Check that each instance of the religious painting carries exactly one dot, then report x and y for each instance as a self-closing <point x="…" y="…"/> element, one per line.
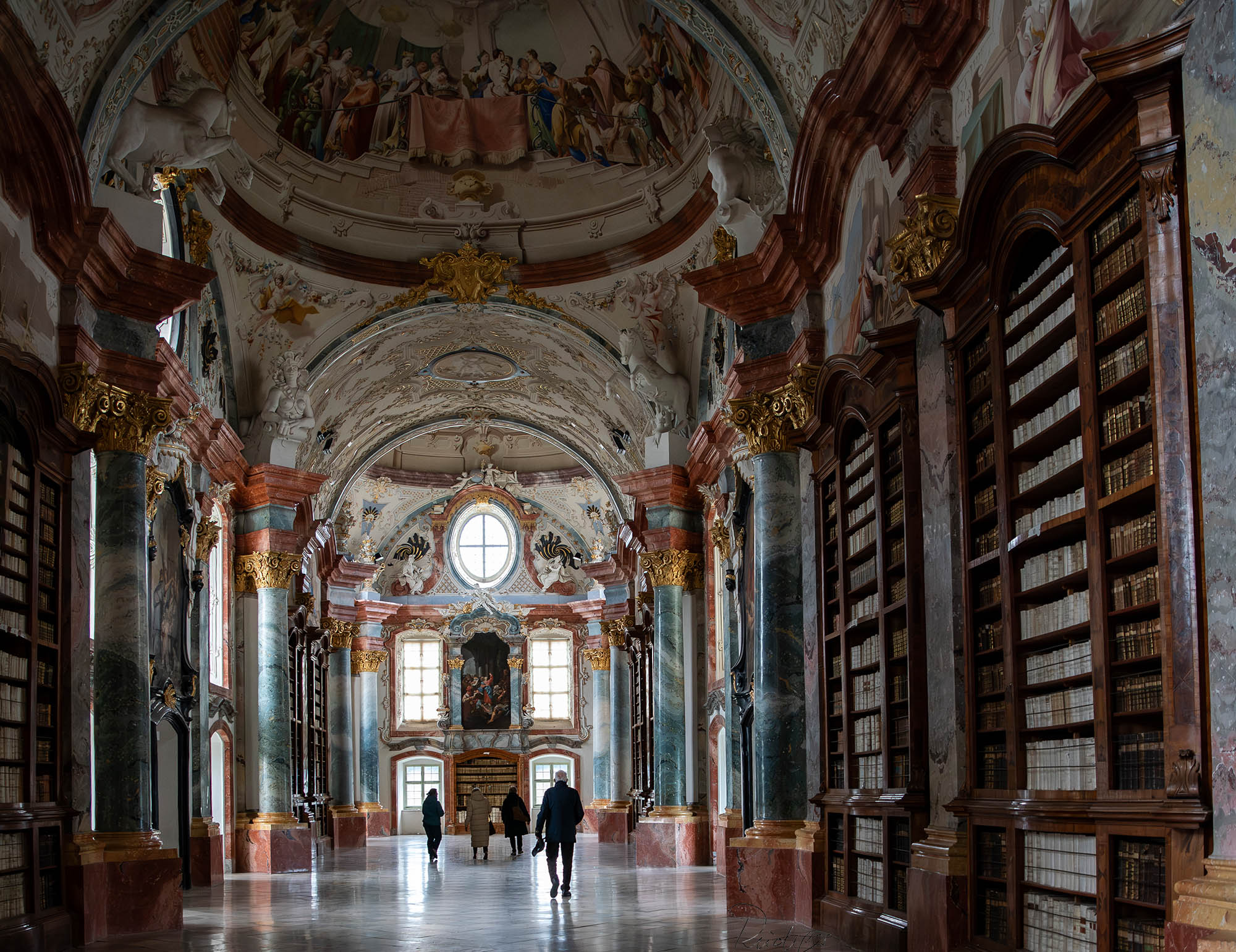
<point x="862" y="295"/>
<point x="607" y="82"/>
<point x="169" y="590"/>
<point x="486" y="683"/>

——————————

Extract every line above without changing a character. Omit the picture.

Result for this exercise
Check that each instance of the religious painting carries exactly one dot, then report x and y for each instance as a self-closing <point x="…" y="…"/> element, one per line.
<point x="862" y="295"/>
<point x="607" y="82"/>
<point x="169" y="590"/>
<point x="486" y="683"/>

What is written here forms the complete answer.